* [Provided passage]:
---
LibStatGen: FASTQ

From Genome Analysis Wiki
Jump to navigationJump to search

Where to find the fastqFile Library and the FastQValidator

The released version of fastQFile and FastQValidator code can be downloaded at: http://www.sph.umich.edu/csg/mktrost/fastQFile/

FastQFile Library for Reading and Validating FastQFiles

The software reads and validates fastq files in both compressed and uncompressed formats.

The library is found in pipeline/bam, and is called libfqf.a.

This library is dependent on two other libraries, libcsg/libcsg.a and samtools/libbam.a so be sure to include them all in the proper order:

<path to base pipeline directory>/fastQFile/libfqf.a <path to base pipeline directory>/libcsg/libcsg.a <path to base pipeline directory>/thirdParty/samtools/libbam.a

See C++ Library: libfqf Change Log for a list of the most recent updates to the development version of the library.

Classes in the FastQFile Library

Class Name Description
FastQFile Class used for reading/validating a fastq file.
BaseCount Wrapper around an array that has one index per base and an extra index for a total count of all bases. This class is used to keep a count of the number of times each index has occurred. It can print a percentage of the occurrence of each base against the total number of bases.
BaseComposition Class that tracks the composition of base by read location.


Library Output

When a sequence is read, error messages for the first maxReportedErrors are output for failed Validation Criteria. For Example:

ERROR on Line 25: The sequence identifier line was too short.
ERROR on Line 29: First line of a sequence does not begin wtih @
ERROR on Line 33: No Sequence Identifier specified before the comment.


FastQValidator

The FastQ_Validator was built using the FastQFile class. More details on that program are at the supplied link.
---
Lines from a collection:
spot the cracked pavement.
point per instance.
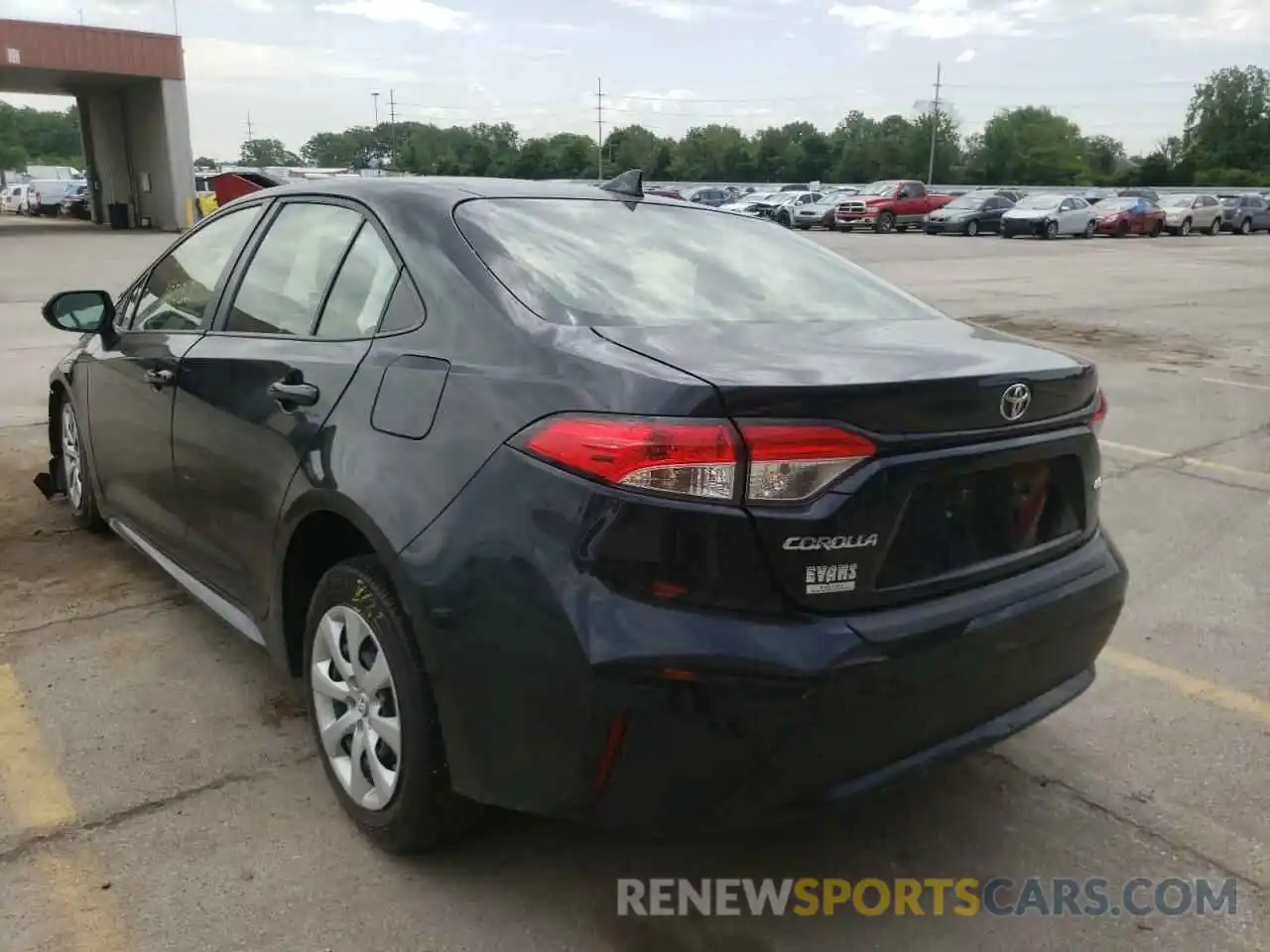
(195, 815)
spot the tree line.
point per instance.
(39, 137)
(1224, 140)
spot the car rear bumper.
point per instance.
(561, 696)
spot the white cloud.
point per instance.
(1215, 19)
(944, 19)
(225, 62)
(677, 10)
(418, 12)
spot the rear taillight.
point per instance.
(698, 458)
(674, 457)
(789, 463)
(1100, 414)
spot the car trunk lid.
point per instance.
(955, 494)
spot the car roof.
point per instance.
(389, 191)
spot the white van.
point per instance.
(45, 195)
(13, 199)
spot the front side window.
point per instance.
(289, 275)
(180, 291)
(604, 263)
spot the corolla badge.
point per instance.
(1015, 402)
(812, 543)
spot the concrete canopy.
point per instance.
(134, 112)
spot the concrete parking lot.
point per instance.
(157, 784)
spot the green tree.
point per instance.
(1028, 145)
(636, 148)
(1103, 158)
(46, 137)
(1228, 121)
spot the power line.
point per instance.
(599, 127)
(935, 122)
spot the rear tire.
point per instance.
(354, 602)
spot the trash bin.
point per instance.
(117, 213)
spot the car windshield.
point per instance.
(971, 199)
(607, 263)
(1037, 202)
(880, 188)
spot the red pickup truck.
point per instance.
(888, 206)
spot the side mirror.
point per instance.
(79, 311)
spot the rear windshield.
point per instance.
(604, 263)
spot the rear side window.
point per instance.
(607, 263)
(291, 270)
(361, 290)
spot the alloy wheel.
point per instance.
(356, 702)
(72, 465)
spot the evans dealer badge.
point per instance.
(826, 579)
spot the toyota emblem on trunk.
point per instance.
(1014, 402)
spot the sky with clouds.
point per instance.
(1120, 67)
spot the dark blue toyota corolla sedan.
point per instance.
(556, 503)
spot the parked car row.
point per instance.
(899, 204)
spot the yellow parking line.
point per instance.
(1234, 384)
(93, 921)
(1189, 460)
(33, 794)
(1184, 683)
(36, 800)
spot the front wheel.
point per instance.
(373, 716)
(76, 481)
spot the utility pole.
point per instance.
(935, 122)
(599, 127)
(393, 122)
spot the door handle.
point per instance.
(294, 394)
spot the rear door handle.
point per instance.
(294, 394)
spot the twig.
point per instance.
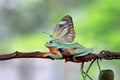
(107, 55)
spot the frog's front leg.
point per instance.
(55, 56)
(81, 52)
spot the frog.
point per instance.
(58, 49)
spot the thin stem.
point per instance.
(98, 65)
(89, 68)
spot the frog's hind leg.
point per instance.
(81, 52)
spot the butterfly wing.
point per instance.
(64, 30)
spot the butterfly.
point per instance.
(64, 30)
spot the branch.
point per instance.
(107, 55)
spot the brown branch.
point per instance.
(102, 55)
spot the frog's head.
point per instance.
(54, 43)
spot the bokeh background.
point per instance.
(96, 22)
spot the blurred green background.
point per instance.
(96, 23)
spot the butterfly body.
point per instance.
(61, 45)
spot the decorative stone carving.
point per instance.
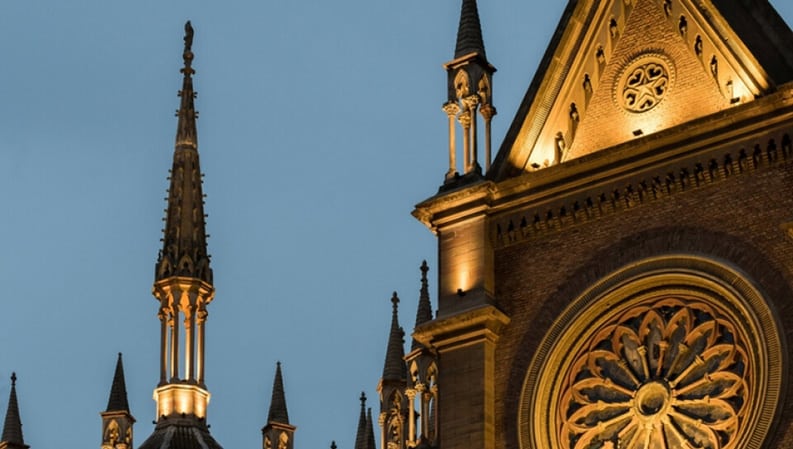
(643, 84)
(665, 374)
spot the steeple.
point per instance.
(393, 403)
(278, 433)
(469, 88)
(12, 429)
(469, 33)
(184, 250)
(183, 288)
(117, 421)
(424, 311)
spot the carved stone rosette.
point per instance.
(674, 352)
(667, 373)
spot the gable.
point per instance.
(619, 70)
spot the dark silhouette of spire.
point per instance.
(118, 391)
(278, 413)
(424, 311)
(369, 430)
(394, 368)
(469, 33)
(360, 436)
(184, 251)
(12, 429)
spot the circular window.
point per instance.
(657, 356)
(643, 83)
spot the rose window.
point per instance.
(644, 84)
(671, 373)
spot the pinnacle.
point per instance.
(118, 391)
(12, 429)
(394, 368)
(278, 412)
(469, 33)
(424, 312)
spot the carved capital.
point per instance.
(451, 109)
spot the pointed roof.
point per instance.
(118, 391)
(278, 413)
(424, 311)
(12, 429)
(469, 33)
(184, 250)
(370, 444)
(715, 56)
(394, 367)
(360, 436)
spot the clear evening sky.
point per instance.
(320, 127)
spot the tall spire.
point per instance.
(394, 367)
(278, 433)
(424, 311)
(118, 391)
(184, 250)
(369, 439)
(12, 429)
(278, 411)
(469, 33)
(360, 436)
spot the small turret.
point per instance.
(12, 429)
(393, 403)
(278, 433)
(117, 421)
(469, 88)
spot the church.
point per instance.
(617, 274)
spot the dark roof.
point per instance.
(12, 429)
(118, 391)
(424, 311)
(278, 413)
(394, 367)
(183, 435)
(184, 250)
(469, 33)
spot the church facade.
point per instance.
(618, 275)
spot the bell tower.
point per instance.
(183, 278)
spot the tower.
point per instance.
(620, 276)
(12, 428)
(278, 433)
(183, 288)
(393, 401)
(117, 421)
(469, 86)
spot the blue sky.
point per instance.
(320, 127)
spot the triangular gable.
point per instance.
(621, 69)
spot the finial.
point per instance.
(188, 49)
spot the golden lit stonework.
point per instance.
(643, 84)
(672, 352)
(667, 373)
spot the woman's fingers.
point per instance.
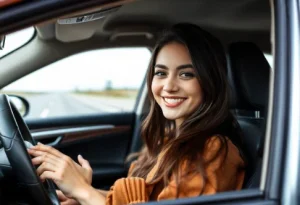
---
Write out the part of the FASTQ library page that runs from "The software reads" to "of the library.", word for word. You can leave the lines aside, since none of them is needed.

The software reads and validates fastq files in both compressed and uncompressed formats.

The library is found in pipeline/bam, and is called libfqf.a.

This library is dependent on two other libraries, libcsg/libcsg.a and samtools/libbam.a so be sure to include them all in the proper order:

<path to base pipeline directory>/fastQFile/libfqf.a <path to base pipeline directory>/libcsg/libcsg.a <path to base pipeline directory>/thirdParty/samtools/libbam.a

See C++ Library: libfqf Change Log for a list of the most recent updates to the development version of the library.